QUESTIONS ON THE MATERIAL:
#1 In the transcript below on youth incarceration, what happened at a school in Richmond, California, last year?
#2 Condense the paragraph of the transcript below on youth incarceration that begins "And they need supervision." into a short bulleted list that keeps its main facts.
PAGE EXTRACT section start
You're saying, for example, in San Francisco, looking at San Francisco as being representative, that a lot of these kids who are incarcerated deserve to be incarcerated. They've done things that really warrant. They have done serious crimes, that there's questions back and forth as to whether incarceration is appropriate, but certainly some sort of sanction is appropriate. Pedro Noguera, let's talk about whether incarceration is appropriate. I noticed, for example, that in North and South Dakota, you've got three times as many people going to jail in South Dakota as you do in North Dakota. But you have more crime in South Dakota than North Dakota. Does that does that kind of thing tell us that kind of statistic? Tell us something about the efficacy of incarceration? Well, I think that there are lots of, you know, inconsistencies when we look at the data about the ratio between incarceration rate and the crime rate. And it just doesn't seem to hold up that the more you incarcerate people that it starts to reduce the crime rate. That's the problem. And so with that strategy being the only strategy, I think you end up with a situation where we keep pumping more and more money into the prisons, building
up the numbers of kids and adults who are in there. But at the same time, the public continues to feel afraid and therefore demands more. And so it fuels the system in a way that leads to no solution. I think that that there clearly need to be sanctions for our kids and for adults who break the law. I think no one would disagree with that. The question is, what kinds of sanctions are we using and what are we doing to prevent problems to begin with right now? I think that if we were to spend much more time in supporting our schools, Bill Rogers, the superintendent here in San Francisco, has called for schools that are open just about 24 hours a day that that really serve communities in a very comprehensive kinds of ways. And I think that that kind of approach is exactly what we have. Schools right now not only serves the school, but throughout the Bay Area that closed at three o'clock when at the time when their needs are most critical, kids are going home to parents that are at work or to parents that aren't present at all.
And they need supervision. They need to be involved in more constructive activities. It would be far more cost effective to invest in those kinds of support activities, whether it be recreation, arts programs, adult education programs, job training programs, then it would be to keep building up the putting the ranks of the prison population or putting more and more money into the police that that that whole strategy is just a losing one. And we see it really being pursued. You also including like. Curfews and the whole thing, metal detectors and meritocracies, I mean, right now, the big fad in schools is to make schools safe by turning them more and more into prison like facilities. And you don't end up with safe schools in Richmond, California, had two kids shot at a school that had a metal detector last year. It creates the illusion of safety but doesn't really address the problem in the first place. Do we need to focus more of our resources in areas that are heavily populated by young people of color? When we see these alarming statistics, for example, about black youth and homicide?
PAGE EXTRACT section end
DATA EXCERPT section start
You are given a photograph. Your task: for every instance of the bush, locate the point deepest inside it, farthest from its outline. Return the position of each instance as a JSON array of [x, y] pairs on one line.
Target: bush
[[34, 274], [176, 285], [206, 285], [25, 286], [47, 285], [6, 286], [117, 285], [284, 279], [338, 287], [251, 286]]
DATA EXCERPT section end
ANSWERS FOR THE EXERCISE:
#1 Two kids were shot at a school that had a metal detector.

#2
- Kids need supervision and more constructive activities.
- Investing in support activities such as recreation, arts programs, adult education, and job training would be far more cost effective than expanding the prison population or spending more on police, a strategy described as a losing one.
- The current trend is to make schools safe by making them more like prisons, with measures such as curfews and metal detectors.
- In Richmond, California, two kids were shot last year at a school that had a metal detector. Such measures create an illusion of safety without addressing the underlying problem.
- A question follows: given alarming statistics on black youth and homicide, should more resources go to areas heavily populated by young people of color?